### What the task requires
How many lines in the records contain the string "mushroom", matching case exactly? Reply with the number alone.
::: Stored rows
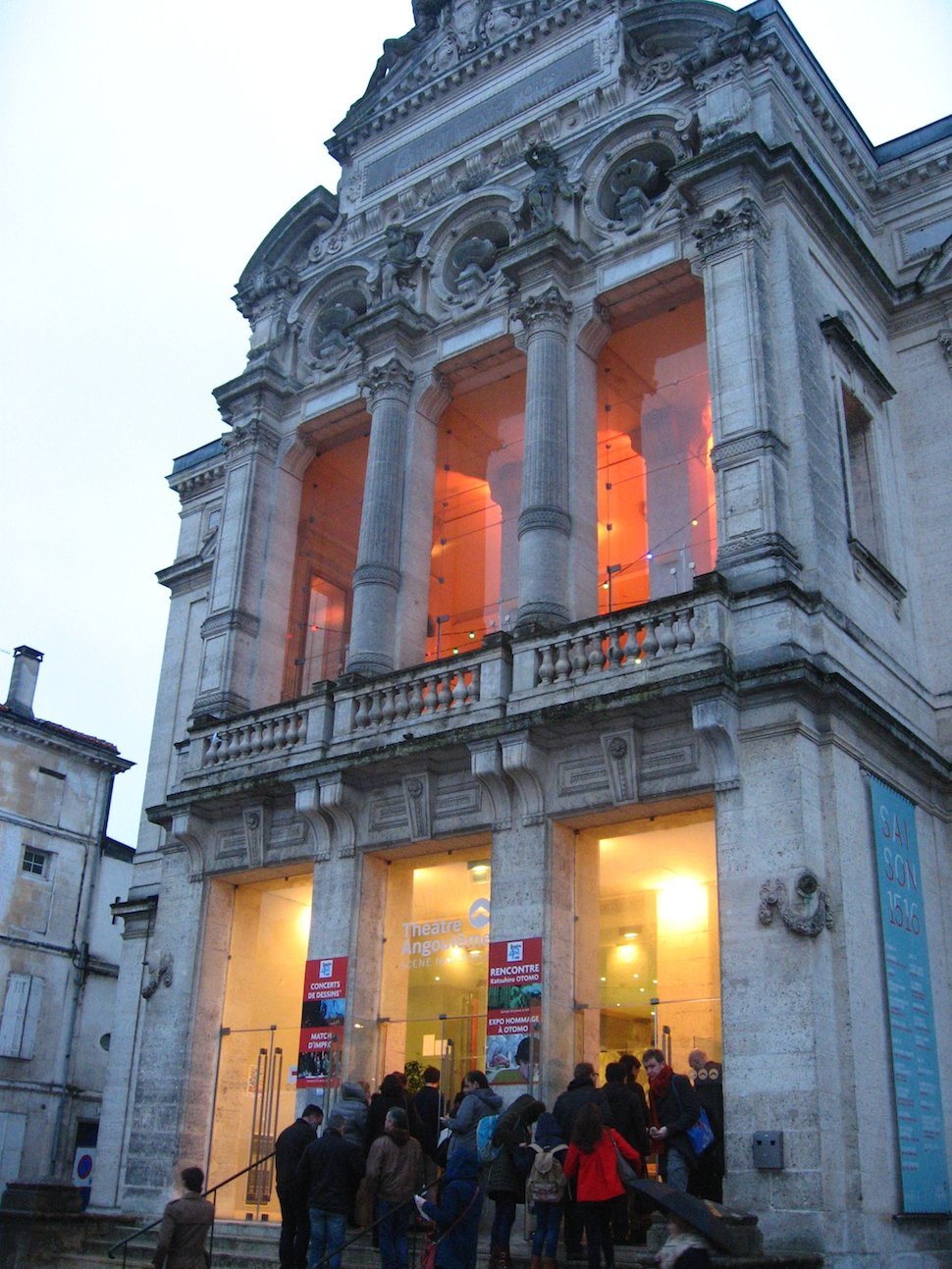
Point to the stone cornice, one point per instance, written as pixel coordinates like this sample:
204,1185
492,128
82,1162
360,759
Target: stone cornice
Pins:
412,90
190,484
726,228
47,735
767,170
::::::
::: Stored rows
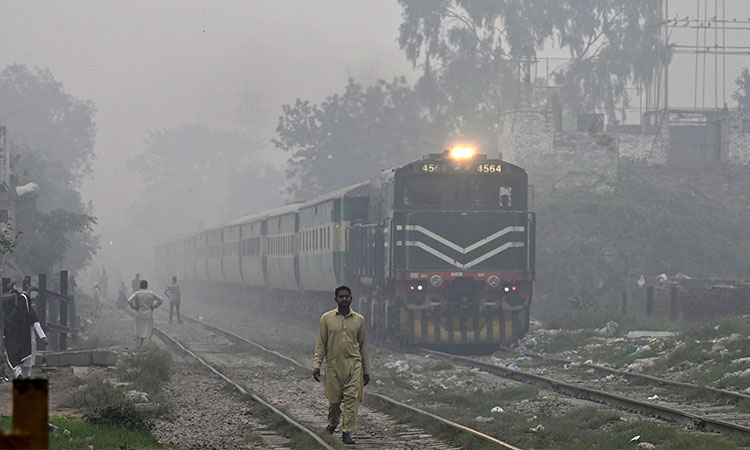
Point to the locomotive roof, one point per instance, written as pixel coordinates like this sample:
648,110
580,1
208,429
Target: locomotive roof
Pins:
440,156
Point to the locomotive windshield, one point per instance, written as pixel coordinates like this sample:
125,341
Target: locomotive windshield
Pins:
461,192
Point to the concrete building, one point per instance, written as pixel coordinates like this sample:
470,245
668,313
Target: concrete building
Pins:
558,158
::::::
::: Stored rows
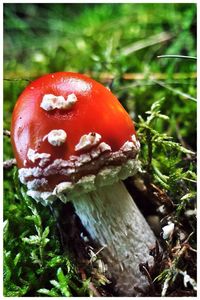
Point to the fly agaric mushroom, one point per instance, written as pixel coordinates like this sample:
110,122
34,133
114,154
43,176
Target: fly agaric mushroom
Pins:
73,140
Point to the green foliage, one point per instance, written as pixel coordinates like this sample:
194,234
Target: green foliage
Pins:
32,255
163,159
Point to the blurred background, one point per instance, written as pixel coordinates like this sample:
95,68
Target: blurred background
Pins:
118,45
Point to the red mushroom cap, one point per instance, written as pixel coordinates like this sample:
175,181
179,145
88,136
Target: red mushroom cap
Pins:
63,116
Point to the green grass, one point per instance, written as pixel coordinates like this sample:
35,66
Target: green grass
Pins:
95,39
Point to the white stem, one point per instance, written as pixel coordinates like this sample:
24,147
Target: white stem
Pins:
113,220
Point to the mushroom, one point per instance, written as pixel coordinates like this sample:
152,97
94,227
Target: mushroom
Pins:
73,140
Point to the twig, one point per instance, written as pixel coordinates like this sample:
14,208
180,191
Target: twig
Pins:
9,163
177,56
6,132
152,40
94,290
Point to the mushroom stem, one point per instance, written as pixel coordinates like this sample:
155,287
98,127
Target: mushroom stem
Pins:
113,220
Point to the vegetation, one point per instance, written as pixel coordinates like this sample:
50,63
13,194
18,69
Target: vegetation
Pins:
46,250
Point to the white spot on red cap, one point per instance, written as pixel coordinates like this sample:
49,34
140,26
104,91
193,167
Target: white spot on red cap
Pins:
::::::
### Reply
8